EXTRACT TO READ |
====

Frikkin' awesome movie.
posted by Jessica Savitch's Coke Spoon at 1:20 PM on June 15


I love this movie but a few years back I saw it for the first time in a while and Miette's weird bond with One hit a little differently now than it did back in 1995. Like, it doesn't play like a father/daughter relationship at all. They're flirtatious! ("Getting attached?") One is such a dumb, innocent soul, and Miette seems so shrewd and sophisticated for her age, so you never get the feeling that he's a danger to her. If anything she seems like the grown-up of the pair, and I think their attraction is meant to be just one more surreal element in a movie that is wall-to-wall weird. But still! There is a totally inappropriate quasi-romance at the heart of this story, and I'm kind of amazed that Twitter hasn't come for it yet with pitchforks and torches.

FYI: There was actually a City of Lost Children video game (slyt). The graphics were stunning for the PS1 era and still have their own quirky charm. It's full of soundbites that will burrow into your head and never leave. To this day me and my girlfriend will say "I cawn't manage it" in a sad little English accent whenever one of us fails to open a jar or something.
posted by Ursula Hitler at 8:55 PM on June 15


Radiateur.
posted by infinitewindow at 1:01 AM on June 16 [3 favorites]


oh yes, this is an amazing movie
posted by 5_13_23_42_69_666 at 3:02 AM on June 16


This movie is great. It’s its own thing, of course, but it is almost like what you would get if you asked a video generating version of Dall-e to cross David Lynch and Wes Anderson. (With some Terry Gilliam and Tim Burton vibes thrown in.)
posted by snofoam at 10:22 AM on June 16


Incidentally, Perlman said that filming this was a lonely experience for him because he doesn't speak French, and learned all his lines phonetically.

====

Collected data |

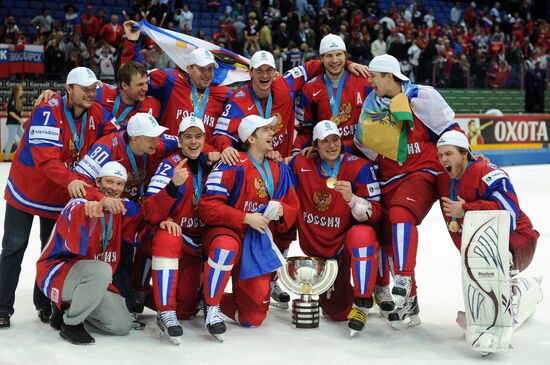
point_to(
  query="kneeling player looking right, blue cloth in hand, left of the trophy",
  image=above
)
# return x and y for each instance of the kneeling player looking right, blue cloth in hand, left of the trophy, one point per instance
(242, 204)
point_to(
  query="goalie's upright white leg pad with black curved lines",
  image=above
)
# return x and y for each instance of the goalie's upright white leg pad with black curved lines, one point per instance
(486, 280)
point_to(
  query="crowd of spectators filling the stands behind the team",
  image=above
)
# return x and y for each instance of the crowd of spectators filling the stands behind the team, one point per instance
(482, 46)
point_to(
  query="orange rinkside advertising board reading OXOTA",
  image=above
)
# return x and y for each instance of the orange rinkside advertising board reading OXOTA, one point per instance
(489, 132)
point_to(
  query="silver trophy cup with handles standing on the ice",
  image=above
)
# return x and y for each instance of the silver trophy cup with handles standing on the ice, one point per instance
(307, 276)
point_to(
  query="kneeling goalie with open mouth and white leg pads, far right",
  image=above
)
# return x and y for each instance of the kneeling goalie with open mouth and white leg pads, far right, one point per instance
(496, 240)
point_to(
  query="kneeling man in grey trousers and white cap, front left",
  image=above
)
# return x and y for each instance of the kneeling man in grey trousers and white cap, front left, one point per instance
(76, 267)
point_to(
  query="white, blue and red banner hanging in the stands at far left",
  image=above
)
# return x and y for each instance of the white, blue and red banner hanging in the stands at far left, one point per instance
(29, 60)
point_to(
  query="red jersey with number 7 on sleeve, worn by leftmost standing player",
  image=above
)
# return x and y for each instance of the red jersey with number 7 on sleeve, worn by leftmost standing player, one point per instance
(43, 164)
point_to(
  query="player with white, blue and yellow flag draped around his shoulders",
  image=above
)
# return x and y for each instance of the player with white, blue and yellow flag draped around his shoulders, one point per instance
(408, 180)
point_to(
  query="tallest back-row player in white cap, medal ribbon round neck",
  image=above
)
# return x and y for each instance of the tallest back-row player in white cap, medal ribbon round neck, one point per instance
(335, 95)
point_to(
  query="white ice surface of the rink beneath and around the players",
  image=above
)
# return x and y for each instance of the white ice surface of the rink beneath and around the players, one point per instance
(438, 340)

====

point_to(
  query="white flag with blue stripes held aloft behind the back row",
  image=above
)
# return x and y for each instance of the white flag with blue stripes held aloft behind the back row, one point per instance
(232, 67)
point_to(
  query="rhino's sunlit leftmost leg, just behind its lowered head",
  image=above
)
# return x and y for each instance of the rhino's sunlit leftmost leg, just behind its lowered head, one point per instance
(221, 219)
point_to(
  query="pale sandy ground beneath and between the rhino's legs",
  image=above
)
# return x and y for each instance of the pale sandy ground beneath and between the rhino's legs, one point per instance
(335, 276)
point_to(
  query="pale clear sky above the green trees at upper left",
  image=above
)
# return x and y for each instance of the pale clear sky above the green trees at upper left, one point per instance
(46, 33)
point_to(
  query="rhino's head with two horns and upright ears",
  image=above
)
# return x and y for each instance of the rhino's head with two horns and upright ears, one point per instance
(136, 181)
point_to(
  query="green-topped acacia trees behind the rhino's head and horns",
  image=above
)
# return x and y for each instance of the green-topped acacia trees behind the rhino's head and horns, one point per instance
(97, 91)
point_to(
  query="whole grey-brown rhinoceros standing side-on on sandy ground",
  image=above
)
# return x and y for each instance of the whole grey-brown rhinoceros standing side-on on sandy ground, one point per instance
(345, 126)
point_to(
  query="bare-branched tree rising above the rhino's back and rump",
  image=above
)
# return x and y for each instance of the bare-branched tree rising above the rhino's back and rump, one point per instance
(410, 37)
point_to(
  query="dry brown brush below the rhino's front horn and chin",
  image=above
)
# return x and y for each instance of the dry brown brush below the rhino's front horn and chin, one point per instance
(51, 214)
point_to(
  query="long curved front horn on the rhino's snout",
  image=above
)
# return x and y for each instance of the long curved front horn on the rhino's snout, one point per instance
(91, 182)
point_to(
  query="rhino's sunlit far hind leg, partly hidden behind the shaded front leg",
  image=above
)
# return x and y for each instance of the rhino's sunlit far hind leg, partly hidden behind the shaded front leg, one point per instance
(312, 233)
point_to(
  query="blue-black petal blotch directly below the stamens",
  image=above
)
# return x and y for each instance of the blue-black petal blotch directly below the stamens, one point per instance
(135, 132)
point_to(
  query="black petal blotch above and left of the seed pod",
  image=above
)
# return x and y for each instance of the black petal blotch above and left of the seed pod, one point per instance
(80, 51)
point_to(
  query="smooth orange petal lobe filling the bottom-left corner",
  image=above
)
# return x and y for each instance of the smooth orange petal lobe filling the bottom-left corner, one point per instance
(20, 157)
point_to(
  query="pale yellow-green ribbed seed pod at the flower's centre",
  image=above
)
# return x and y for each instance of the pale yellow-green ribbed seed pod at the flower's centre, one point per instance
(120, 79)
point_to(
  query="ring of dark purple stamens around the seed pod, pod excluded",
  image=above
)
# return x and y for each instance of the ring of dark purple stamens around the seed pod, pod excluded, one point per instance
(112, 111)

====

REQUIRED TASKS |
1. Condense the paragraph of the comment thread that begins "FYI: There was actually" into a short bulleted list that keeps its main facts.
2. Quote the stretch of the comment thread from "Frikkin' awesome movie." through "pitchforks and torches.".

RESULTS FOR EACH TASK |
1.
- A City of Lost Children video game existed.
- Its graphics were stunning for the PS1 era and still have a quirky charm.
- It is full of soundbites that stick in the head.
- The poster and their girlfriend still say "I cawn't manage it" in a sad little English accent whenever one of them fails to open a jar.

2.
Frikkin' awesome movie.
posted by Jessica Savitch's Coke Spoon at 1:20 PM on June 15


I love this movie but a few years back I saw it for the first time in a while and Miette's weird bond with One hit a little differently now than it did back in 1995. Like, it doesn't play like a father/daughter relationship at all. They're flirtatious! ("Getting attached?") One is such a dumb, innocent soul, and Miette seems so shrewd and sophisticated for her age, so you never get the feeling that he's a danger to her. If anything she seems like the grown-up of the pair, and I think their attraction is meant to be just one more surreal element in a movie that is wall-to-wall weird. But still! There is a totally inappropriate quasi-romance at the heart of this story, and I'm kind of amazed that Twitter hasn't come for it yet with pitchforks and torches.